> **SHORT TASK**
Reproduce the following items verbatim, with no changes.
##### DATA LINES
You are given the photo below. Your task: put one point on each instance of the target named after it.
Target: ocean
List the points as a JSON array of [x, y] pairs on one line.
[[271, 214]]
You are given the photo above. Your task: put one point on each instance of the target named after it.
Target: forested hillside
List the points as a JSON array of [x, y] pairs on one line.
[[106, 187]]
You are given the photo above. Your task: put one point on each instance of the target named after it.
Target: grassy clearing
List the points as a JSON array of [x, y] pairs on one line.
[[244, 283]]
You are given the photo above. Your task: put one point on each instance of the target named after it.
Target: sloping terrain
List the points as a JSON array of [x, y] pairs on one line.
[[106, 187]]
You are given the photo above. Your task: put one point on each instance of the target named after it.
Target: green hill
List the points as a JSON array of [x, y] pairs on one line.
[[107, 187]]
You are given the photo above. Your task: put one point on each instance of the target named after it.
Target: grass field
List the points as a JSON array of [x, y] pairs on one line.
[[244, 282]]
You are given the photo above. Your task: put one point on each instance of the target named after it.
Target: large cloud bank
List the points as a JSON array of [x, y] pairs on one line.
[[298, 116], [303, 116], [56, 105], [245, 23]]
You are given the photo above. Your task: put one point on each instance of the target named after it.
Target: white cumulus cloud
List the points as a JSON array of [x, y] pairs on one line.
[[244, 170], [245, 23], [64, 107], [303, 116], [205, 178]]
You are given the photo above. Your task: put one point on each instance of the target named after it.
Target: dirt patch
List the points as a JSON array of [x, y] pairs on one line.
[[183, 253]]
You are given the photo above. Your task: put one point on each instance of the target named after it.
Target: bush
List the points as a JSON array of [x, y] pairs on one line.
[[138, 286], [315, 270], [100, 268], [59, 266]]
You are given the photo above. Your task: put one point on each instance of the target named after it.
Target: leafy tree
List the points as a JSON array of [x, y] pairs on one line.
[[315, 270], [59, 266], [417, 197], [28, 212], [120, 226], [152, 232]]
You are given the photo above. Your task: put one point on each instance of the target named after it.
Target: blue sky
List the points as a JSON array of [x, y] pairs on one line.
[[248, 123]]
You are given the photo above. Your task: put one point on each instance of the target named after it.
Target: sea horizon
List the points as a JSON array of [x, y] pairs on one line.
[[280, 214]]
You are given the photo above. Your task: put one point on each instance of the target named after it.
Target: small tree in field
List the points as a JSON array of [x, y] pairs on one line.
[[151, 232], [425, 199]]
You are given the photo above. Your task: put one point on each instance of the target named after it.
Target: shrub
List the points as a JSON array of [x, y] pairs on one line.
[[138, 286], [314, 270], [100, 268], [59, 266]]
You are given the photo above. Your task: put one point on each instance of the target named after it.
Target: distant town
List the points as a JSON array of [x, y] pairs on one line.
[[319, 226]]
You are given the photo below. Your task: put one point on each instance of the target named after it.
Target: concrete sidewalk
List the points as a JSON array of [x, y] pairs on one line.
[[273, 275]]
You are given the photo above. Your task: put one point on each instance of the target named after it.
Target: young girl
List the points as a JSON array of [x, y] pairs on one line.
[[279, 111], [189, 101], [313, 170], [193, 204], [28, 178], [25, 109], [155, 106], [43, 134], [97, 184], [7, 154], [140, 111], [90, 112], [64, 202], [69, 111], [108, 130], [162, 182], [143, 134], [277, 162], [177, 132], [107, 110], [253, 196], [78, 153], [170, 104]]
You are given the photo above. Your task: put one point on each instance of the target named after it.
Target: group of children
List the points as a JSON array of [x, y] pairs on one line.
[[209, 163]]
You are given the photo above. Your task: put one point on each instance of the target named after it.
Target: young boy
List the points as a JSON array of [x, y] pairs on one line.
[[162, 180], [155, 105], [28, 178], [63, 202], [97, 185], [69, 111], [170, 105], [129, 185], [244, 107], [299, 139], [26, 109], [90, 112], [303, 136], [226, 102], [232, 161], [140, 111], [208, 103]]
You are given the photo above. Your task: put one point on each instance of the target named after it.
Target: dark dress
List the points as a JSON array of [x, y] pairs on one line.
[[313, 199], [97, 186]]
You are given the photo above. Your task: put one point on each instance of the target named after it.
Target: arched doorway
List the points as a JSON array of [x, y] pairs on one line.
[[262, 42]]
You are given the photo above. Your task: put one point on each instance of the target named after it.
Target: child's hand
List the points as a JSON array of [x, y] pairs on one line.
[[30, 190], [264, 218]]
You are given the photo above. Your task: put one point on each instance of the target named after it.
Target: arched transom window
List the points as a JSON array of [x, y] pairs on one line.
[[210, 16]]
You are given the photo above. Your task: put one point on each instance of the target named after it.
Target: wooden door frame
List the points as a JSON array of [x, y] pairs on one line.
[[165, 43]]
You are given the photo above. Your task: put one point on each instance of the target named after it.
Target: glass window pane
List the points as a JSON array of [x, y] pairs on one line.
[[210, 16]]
##########
> **RESPONSE TO THE TASK**
You are given the photo below. Your task: put one point on each instance of the target named after it.
Target: ocean
List the points as a JSON array of [x, y] pairs on one line.
[[271, 214]]
You are given the photo above. Your task: put one point on each instance of the target named after it.
Target: forested hillside
List the points as a JSON array of [x, y] pairs on one line.
[[106, 187]]
You are given the photo above. Your task: put one point on each instance of the target named after it.
Target: grassy clearing
List the points as a JSON array of [x, y] pairs on one line.
[[244, 283]]
You are given the photo above. Your task: put one point on each instance of the target named after it.
Target: sloping terrain
List the points as a JSON array of [x, y] pairs on one line.
[[106, 187]]
You are given the photo above. Your task: put one point on each instance of the target named after it.
Target: green hill
List the points as a JSON array of [x, y] pairs on one line.
[[107, 187]]
You are given the photo above. Your task: put one point on each instance of the target named after it.
Target: grass field
List the points as a JSON array of [x, y] pairs on one line.
[[244, 282]]
You are given the photo above. Your task: put one point on each instance of the target named after it.
Target: large cloud bank
List the points as a JSON array of [x, y] pairs on one line.
[[298, 116], [303, 116], [56, 105], [245, 23]]
You are given the photo above. Your task: put one point on each instance of the target named after it.
Target: white cumulus cloud
List the points as a JSON array of [x, y] pairs on one line.
[[244, 170], [245, 23], [64, 107], [303, 116], [205, 178]]
You are given the photo above. Your task: put one point on each instance of the target named after it.
Target: dirt patch
List the points as a JSON array of [x, y] pairs on one line.
[[183, 253]]
You are given the photo above. Your task: put one point on each instance of the target named after it.
Target: bush
List the points as a JSON array of [x, y] pairs on one line.
[[138, 286], [315, 270], [100, 268], [59, 266]]
You are given the photo above. Your task: put one point on each instance of the target named after it.
Target: leafy tree
List the points as a JSON array of [x, y] pairs on one line.
[[315, 270], [59, 266], [417, 197], [28, 212], [120, 226], [152, 232]]
You are given the photo above. Your task: put one point on each instance of the target named after it.
Target: blue sky
List the points as a JSON array of [x, y] pairs on one line.
[[248, 123]]
You are given the photo above. Your task: put one point on each instance of the target named after it.
Target: sea horizon
List the points as a JSON array of [x, y] pairs on one line.
[[280, 214]]
You are given the photo above. Your task: put one point on each instance of the target named after it.
Target: small tree in field
List the points as a JSON array of [x, y] pairs on one line.
[[151, 232], [425, 199]]
You are given the photo above. Your task: put one point on each instance of the target named after it.
Target: shrub
List the points as a JSON array of [x, y] pairs on one line.
[[138, 286], [314, 270], [100, 268], [59, 266]]
You are given the photo above. Your task: put one point on each instance of the target named after it.
Target: distant town
List the points as a JSON array of [x, y] pairs on one line.
[[319, 226]]
You are given the photo below. Your task: put one point on each instance of the target named after it.
Target: concrete sidewalk
List the points as a JSON array of [x, y] pairs on one line.
[[273, 275]]
You are given the photo above. Your task: put one point on each instance of the target named after it.
Target: young girl
List the points as a JSON array of [x, y] pairs on one line.
[[279, 111], [189, 101], [313, 170], [193, 204], [28, 178], [25, 109], [155, 106], [43, 134], [97, 184], [7, 154], [140, 111], [90, 112], [64, 202], [69, 111], [108, 130], [162, 182], [143, 134], [277, 162], [177, 132], [107, 110], [253, 196], [78, 153], [170, 104]]
You are given the photo above. Your task: put one point on each instance of the target named after it.
Target: group of children
List the points as a JSON array of [x, y] pairs on one line.
[[209, 163]]
You are given the photo above. Your task: put one point on each instance of the target named after it.
Target: young boy
List the points as a JSON array of [x, y] pairs on one line.
[[162, 180], [155, 105], [28, 178], [63, 202], [97, 185], [69, 111], [170, 105], [129, 185], [244, 107], [299, 139], [26, 109], [90, 112], [303, 136], [226, 102], [232, 161], [140, 111], [208, 103]]
You are given the photo above. Your task: put one point on each instance of the target named after it.
Target: dark dress
List the points as a JSON array of [x, y] pairs on one line.
[[313, 199], [97, 186]]
You are given the photo above. Your task: put one point on each instance of the target named after it.
Target: arched doorway
List the points as a JSON array of [x, y] pairs on one line.
[[262, 42]]
You are given the photo above. Your task: put one point on each instance of the target named after it.
Target: child's hand
List the points as a JSON array of [x, y] pairs on one line.
[[30, 190], [264, 218]]
You are given the photo above. Your task: put one point on each instance of the target named after it.
Target: arched transom window
List the points as a JSON array of [x, y] pairs on one line.
[[210, 16]]
You are given the photo above. Your task: put one point on each instance of the target named after it.
Target: wooden door frame
List the points as a JSON array of [x, y] pairs on one line.
[[165, 43]]
You are given the photo above. Your task: put one point on each instance of the target named after it.
Target: glass window pane
List the points as a JSON array of [x, y] pairs on one line.
[[210, 16]]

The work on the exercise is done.